→ Task directions: Rewrite the entries below, replacing every "Reviewer note" with "Annotator note" and keeping everything else the same. Leave the pictures out of your answer.

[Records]
---+---

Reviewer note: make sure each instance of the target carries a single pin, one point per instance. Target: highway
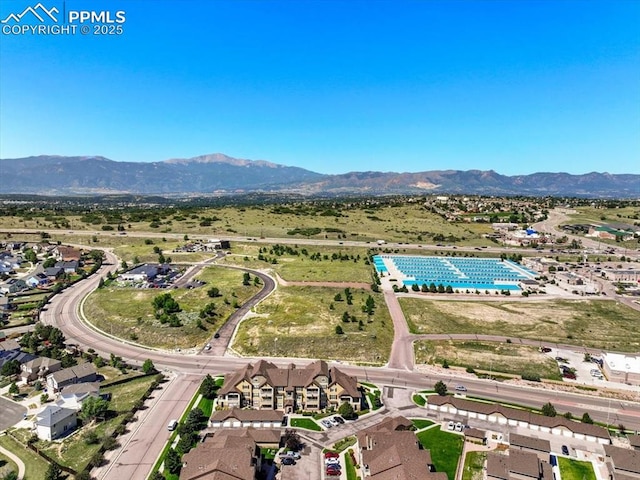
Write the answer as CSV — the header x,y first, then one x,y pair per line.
x,y
143,444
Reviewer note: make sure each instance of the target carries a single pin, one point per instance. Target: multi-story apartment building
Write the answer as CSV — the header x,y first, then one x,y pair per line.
x,y
311,388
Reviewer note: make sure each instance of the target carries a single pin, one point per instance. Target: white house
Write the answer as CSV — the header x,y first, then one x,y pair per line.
x,y
54,421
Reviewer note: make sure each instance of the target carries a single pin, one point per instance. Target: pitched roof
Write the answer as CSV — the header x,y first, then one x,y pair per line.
x,y
624,459
531,443
244,415
52,414
519,414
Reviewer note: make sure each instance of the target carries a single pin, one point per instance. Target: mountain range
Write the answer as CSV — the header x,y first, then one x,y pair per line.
x,y
220,174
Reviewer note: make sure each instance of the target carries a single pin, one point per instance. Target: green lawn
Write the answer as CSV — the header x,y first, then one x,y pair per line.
x,y
307,423
591,323
128,312
503,357
445,448
473,465
6,466
420,423
575,469
419,400
301,322
35,465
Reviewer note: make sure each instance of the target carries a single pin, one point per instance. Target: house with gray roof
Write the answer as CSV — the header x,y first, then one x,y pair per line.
x,y
54,421
85,372
515,417
311,388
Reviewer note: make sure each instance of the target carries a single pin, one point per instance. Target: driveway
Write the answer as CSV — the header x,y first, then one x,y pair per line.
x,y
10,413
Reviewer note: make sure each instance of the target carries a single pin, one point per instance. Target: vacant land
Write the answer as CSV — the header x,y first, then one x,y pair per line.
x,y
35,466
473,466
128,312
302,322
590,323
575,469
305,263
489,356
445,449
395,221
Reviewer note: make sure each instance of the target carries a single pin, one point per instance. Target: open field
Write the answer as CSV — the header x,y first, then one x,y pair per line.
x,y
490,356
35,466
589,323
128,312
473,466
575,469
301,322
392,221
311,263
445,448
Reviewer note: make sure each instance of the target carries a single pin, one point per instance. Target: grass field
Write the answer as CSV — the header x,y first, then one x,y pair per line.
x,y
575,469
396,221
473,466
128,313
307,423
496,356
35,466
590,323
300,322
445,448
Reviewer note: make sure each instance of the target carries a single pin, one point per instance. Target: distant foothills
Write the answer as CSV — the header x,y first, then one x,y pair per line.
x,y
218,174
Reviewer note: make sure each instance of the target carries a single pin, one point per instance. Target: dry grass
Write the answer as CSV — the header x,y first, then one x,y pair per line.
x,y
590,323
298,322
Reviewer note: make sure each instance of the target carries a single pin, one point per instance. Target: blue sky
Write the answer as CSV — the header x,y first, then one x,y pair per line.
x,y
335,86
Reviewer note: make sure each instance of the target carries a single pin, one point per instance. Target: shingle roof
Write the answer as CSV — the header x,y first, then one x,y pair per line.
x,y
624,459
52,414
531,443
247,415
520,415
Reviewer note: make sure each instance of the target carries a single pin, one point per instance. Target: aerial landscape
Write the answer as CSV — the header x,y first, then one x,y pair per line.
x,y
319,240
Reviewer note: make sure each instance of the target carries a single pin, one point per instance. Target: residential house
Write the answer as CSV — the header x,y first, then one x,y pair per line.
x,y
53,273
311,388
13,285
54,421
623,463
237,417
38,280
228,455
72,396
390,450
39,368
64,253
503,415
539,446
85,372
518,465
145,273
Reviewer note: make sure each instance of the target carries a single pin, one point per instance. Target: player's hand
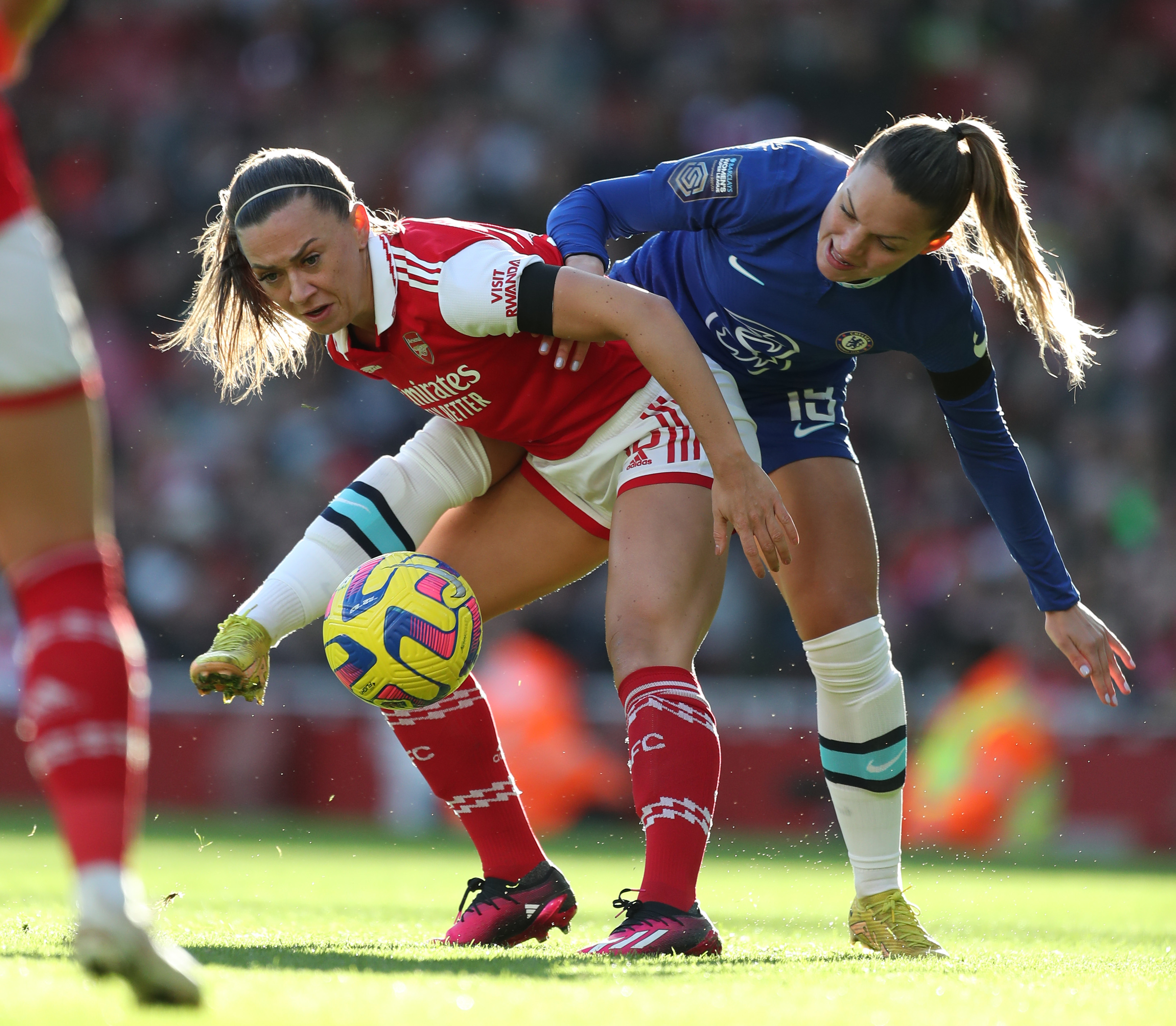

---+---

→ Solution to the exercise:
Annotator note: make sure each instance of the target carries a single pin, one point per instance. Target: highway
Write the answer as CSV — the header x,y first, then one x,y pair per line.
x,y
143,444
Annotator note: make sure each instance of the target carries a single pin, one point per instance. Target: multi-story apartment building
Write the answer as CSV — the header x,y first, then one x,y pair per line.
x,y
311,388
Annotator note: make sure each instance of the target carries a single pin, one point per instance. Target: white house
Write the answer as CSV — the header x,y first, then one x,y pair per line.
x,y
54,421
Annotator note: make sure each instance of the target carries a single pin, one point per instance. Target: pitched roof
Write the answer as CSV — the header x,y first, then one x,y pair per line.
x,y
624,459
531,443
244,415
52,414
519,414
Annotator note: make sure each instance of the target carries a single pin, one point per instance. Target: mountain range
Write the answer as CSV — the header x,y first, then one x,y pair per line.
x,y
220,174
Annotator note: make sure each instance of the target carries a single pin, one point per instance. Target: green lawn
Write the answer as CSV — the header x,y first, then one x,y pair per line.
x,y
307,423
591,323
128,312
503,357
445,448
473,465
6,466
420,423
575,469
419,400
301,322
35,465
Annotator note: make sure each instance of the target carries a single pin, one point per instance. Target: house with gray roof
Write the answer as CSV — the header x,y first, then one x,y pair per line.
x,y
54,421
85,372
515,417
311,388
Annotator note: make sure each instance of the target carries a single pin, one point per instance. Target: driveway
Write the answer as CSV — the header x,y first, then one x,y pair per line.
x,y
10,413
Annotator note: make sure each instance of the target carries a single pin, one point per instance. Target: vacant land
Write the answer as CSV — the header x,y first, then one x,y pair per line.
x,y
35,466
473,466
128,312
302,322
590,323
575,469
305,263
489,356
445,449
395,221
Annotator note: make sure each instance of the target carries a single pin, one point per instance. Target: open field
Write the answer as CSV — the header x,y first, then one x,y pair per line.
x,y
490,356
35,466
589,323
128,312
473,466
575,469
301,322
392,221
311,263
445,448
Annotator note: make sure each instance of the target carries a single pin, one point per instance. Target: grass field
Write the answer as CSV — the header x,y first, then one x,y pair per line.
x,y
575,469
396,221
473,466
128,313
307,423
496,356
35,466
590,323
300,322
445,448
Annotator note: make sure each instance of the target carries a single pin, one point per instance. Target: distant foothills
Write the answer as CSV — the header x,y first, then one x,y pair per line.
x,y
218,174
Annotator note: make sure each instance of the target carries a single pin, one point per instance. Target: dry grass
Write the answer as CSV — the header x,y first, then one x,y pair per line.
x,y
590,323
298,322
Annotator note: make sure each instance of the target carries a single pin, one point per instance. Target: blue sky
Write the answer as CSV — the header x,y first, then one x,y pair per line.
x,y
335,86
Annotator note: make sure each instance of the target carries a single pin, one point per instance. Target: shingle roof
Write the answer as CSV — the header x,y first, then one x,y pair per line.
x,y
624,459
52,414
531,443
247,415
520,415
Annotator note: make sure each instance of the target carries a single pin, one point per instance. Target: aerial landscape
Write the answer as CSV — the header x,y first, then one x,y pair per line.
x,y
319,240
Annotator note: make sure each instance of the target carries a single pin, one point per instance. Target: residential house
Write the answer as CSV — the header x,y first, then one x,y pair per line.
x,y
53,273
311,388
13,285
54,421
623,463
237,417
38,280
228,455
72,396
390,450
39,368
64,253
503,415
539,446
85,372
518,465
145,273
Annotator note: make sure each instance of the target carries a single pin, one point per instance. Target: player's hand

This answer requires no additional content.